◆ Records for the task:
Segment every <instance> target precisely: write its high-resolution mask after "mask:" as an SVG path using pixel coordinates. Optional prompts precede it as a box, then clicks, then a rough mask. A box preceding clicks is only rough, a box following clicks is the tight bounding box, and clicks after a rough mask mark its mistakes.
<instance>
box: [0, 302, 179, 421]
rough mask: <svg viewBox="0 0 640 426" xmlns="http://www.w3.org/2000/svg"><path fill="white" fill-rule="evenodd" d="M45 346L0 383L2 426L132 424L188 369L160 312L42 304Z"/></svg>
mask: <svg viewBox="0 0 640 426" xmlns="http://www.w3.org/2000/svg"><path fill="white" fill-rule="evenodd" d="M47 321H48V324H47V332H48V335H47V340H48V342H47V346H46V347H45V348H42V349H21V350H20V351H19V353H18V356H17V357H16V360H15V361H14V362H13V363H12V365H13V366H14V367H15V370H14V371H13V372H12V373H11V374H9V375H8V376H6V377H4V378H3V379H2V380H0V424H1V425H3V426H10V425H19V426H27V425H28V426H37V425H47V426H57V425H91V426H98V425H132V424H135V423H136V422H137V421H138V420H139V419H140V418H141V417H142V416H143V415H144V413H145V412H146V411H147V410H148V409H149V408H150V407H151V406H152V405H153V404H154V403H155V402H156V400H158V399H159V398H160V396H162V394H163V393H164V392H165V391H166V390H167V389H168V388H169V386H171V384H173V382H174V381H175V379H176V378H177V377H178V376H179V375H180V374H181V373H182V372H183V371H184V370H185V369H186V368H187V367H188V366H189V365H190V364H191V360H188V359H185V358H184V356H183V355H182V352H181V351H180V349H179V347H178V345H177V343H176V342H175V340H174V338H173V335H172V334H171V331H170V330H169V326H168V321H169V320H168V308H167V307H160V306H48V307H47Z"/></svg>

==

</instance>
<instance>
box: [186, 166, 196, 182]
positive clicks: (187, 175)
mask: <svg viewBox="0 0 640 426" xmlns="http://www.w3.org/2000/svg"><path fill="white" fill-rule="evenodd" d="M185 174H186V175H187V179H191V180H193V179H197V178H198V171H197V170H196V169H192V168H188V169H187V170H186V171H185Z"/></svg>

◆ What you will do:
Could you restate, word for word, the lines above from the one with "Segment every <instance>" to the one with "box: [0, 302, 179, 421]", both included?

◆ Output for this task:
Segment every <instance> target precisely: write its high-resolution mask after "mask:" as an SVG path using pixel coordinates. Optional prompts precede it as a box, then clicks, then a rough mask. A box preceding clicks is only rough, a box following clicks is the tight bounding box, and clicks after a rough mask mark its mistakes.
<instance>
box: [0, 302, 179, 421]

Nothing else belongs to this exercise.